# To do:
Count the lines in the records below that contain the word "baobab" and give only that number.
==== Working data ====
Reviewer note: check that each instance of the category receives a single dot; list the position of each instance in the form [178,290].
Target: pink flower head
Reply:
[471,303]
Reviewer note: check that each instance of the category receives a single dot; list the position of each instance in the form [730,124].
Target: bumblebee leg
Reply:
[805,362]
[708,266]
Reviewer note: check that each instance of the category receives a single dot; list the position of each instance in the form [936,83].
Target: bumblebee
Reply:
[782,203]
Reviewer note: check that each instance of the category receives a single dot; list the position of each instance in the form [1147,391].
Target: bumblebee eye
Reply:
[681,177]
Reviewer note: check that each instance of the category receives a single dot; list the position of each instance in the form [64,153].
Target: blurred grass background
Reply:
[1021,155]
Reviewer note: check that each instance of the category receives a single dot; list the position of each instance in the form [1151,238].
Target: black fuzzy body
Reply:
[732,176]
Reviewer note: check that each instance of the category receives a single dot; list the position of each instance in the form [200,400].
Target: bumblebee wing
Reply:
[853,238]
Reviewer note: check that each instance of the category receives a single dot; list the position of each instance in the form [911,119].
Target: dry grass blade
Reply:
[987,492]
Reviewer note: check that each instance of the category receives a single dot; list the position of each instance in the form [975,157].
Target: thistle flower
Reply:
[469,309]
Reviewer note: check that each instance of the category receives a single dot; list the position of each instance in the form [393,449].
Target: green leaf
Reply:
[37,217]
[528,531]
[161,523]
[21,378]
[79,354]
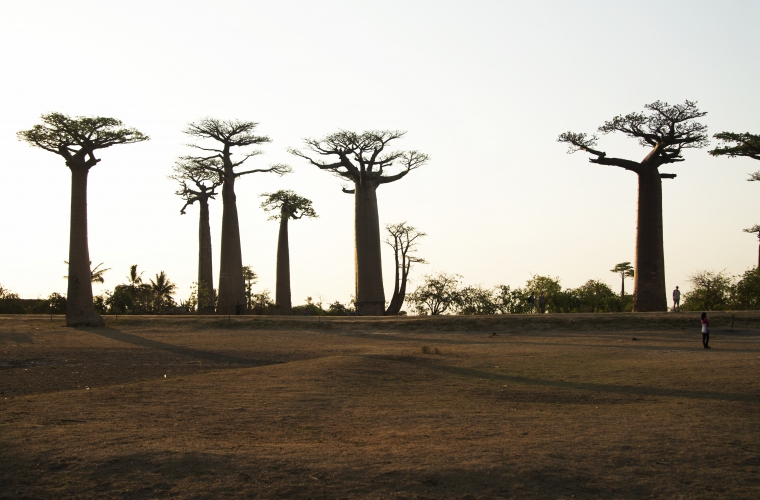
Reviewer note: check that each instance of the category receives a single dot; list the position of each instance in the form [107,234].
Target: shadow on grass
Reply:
[580,386]
[210,475]
[119,336]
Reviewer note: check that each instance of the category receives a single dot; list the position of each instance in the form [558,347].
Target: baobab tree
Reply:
[76,140]
[285,205]
[747,145]
[403,239]
[666,130]
[363,160]
[228,135]
[625,270]
[198,183]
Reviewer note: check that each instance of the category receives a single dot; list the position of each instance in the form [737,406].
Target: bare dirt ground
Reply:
[556,406]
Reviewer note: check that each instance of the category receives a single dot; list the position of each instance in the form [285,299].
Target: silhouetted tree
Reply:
[625,270]
[76,140]
[667,130]
[286,205]
[437,294]
[228,135]
[747,145]
[363,160]
[403,239]
[198,179]
[250,277]
[733,145]
[162,290]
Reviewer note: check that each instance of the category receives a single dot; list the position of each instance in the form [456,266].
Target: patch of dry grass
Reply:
[512,407]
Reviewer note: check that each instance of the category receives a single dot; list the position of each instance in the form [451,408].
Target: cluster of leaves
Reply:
[444,293]
[264,304]
[138,296]
[719,291]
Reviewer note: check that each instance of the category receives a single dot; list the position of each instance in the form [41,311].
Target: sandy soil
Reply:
[557,406]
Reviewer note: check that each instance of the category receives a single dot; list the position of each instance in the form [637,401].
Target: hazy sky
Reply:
[483,87]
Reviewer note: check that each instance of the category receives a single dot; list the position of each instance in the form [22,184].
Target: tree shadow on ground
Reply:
[216,357]
[219,475]
[582,386]
[15,337]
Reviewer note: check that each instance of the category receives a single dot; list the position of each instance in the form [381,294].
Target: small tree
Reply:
[77,140]
[364,160]
[437,294]
[228,135]
[251,278]
[285,205]
[733,145]
[198,179]
[666,130]
[162,290]
[755,230]
[711,291]
[624,270]
[403,239]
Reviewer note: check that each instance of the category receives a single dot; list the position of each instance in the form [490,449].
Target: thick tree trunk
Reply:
[282,291]
[231,281]
[370,296]
[205,261]
[80,310]
[649,271]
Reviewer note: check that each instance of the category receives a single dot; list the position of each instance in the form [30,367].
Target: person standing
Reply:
[676,300]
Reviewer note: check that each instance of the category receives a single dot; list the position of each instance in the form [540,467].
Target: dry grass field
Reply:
[556,406]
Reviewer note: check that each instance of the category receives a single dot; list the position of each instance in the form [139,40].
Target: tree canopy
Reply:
[229,133]
[77,138]
[197,182]
[287,203]
[362,156]
[666,129]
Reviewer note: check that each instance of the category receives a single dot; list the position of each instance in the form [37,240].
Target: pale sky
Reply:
[483,87]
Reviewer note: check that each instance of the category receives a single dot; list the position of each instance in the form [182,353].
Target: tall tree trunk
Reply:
[231,281]
[370,296]
[205,261]
[282,291]
[649,271]
[80,310]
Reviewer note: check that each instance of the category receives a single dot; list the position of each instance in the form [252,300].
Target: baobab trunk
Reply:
[649,271]
[231,281]
[80,310]
[370,296]
[282,292]
[205,261]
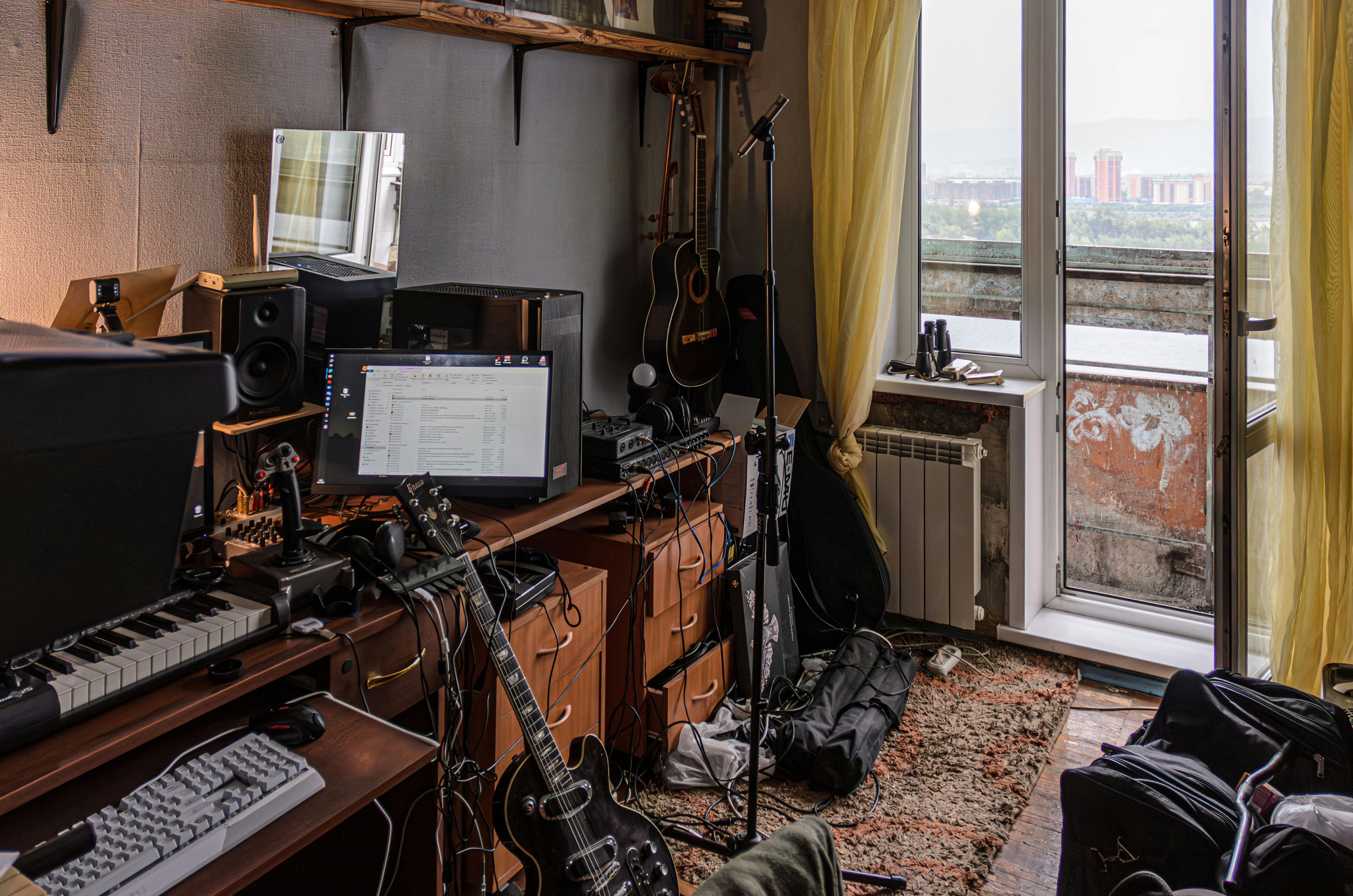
====
# Result of this exercise:
2